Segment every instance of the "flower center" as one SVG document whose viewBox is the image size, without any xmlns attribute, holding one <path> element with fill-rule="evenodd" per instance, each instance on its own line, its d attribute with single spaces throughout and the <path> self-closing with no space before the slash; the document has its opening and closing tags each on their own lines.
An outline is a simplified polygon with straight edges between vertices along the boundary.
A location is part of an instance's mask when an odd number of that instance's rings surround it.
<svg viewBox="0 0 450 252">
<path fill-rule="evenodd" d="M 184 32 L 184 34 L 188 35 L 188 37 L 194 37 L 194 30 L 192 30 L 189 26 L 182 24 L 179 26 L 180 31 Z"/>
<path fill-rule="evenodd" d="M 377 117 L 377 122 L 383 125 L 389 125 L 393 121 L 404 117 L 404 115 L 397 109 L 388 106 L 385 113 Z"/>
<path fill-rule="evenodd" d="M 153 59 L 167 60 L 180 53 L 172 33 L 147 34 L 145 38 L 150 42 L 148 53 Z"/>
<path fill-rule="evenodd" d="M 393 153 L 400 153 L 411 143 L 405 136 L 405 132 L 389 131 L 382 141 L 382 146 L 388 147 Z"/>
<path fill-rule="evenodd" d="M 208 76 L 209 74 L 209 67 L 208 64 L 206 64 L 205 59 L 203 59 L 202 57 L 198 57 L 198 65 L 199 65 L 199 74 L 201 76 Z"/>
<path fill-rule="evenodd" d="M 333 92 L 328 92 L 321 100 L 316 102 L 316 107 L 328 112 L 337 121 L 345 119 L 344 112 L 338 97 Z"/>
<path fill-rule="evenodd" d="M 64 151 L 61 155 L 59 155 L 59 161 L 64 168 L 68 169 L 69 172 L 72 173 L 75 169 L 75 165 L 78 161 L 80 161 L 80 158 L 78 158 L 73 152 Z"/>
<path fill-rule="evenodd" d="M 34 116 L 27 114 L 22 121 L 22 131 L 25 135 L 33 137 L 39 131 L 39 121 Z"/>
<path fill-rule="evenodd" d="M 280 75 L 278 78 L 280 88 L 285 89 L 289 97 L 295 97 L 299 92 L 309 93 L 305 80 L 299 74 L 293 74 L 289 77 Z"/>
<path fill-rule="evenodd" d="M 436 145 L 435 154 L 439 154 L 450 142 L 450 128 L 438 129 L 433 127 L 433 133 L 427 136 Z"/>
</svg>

» WHAT THIS TASK INVOLVES
Give back each record above exactly as written.

» OUTPUT FOR THIS TASK
Segment every instance of the "flower center" as one SVG document whose viewBox is the image size, without any xmlns attribute, holding one <path> element with fill-rule="evenodd" per instance, each instance on its own line, its d attribute with single spaces throughout and the <path> self-closing with no space before the slash; the document has its opening and closing tags each on their own lines.
An outline is a simplified polygon with straight edges between vertices along the boundary.
A location is part of an instance's mask when an odd number of that instance's rings surround it.
<svg viewBox="0 0 450 252">
<path fill-rule="evenodd" d="M 184 32 L 184 34 L 188 35 L 188 37 L 194 37 L 194 30 L 192 30 L 189 26 L 182 24 L 179 26 L 180 31 Z"/>
<path fill-rule="evenodd" d="M 377 117 L 377 122 L 383 125 L 389 125 L 393 121 L 404 117 L 404 115 L 397 109 L 388 106 L 385 113 Z"/>
<path fill-rule="evenodd" d="M 153 59 L 167 60 L 180 53 L 172 33 L 147 34 L 145 38 L 150 42 L 148 53 Z"/>
<path fill-rule="evenodd" d="M 393 153 L 400 153 L 411 143 L 405 136 L 405 132 L 389 131 L 382 141 L 382 146 L 388 147 Z"/>
<path fill-rule="evenodd" d="M 208 76 L 209 74 L 209 67 L 208 64 L 206 64 L 205 59 L 203 59 L 202 57 L 198 57 L 198 65 L 199 65 L 199 74 L 201 76 Z"/>
<path fill-rule="evenodd" d="M 333 92 L 328 92 L 321 100 L 316 102 L 316 107 L 328 112 L 337 121 L 345 119 L 344 112 L 338 97 Z"/>
<path fill-rule="evenodd" d="M 64 151 L 61 155 L 59 155 L 59 161 L 64 168 L 68 169 L 69 172 L 72 173 L 75 169 L 75 165 L 78 161 L 80 161 L 80 158 L 78 158 L 73 152 Z"/>
<path fill-rule="evenodd" d="M 34 116 L 27 114 L 22 121 L 22 131 L 25 135 L 33 137 L 39 131 L 39 121 Z"/>
<path fill-rule="evenodd" d="M 280 75 L 278 78 L 280 88 L 285 89 L 289 97 L 295 97 L 299 92 L 309 93 L 305 80 L 299 74 L 293 74 L 289 77 Z"/>
<path fill-rule="evenodd" d="M 436 145 L 435 154 L 439 154 L 450 142 L 450 128 L 438 129 L 433 127 L 433 133 L 427 136 Z"/>
</svg>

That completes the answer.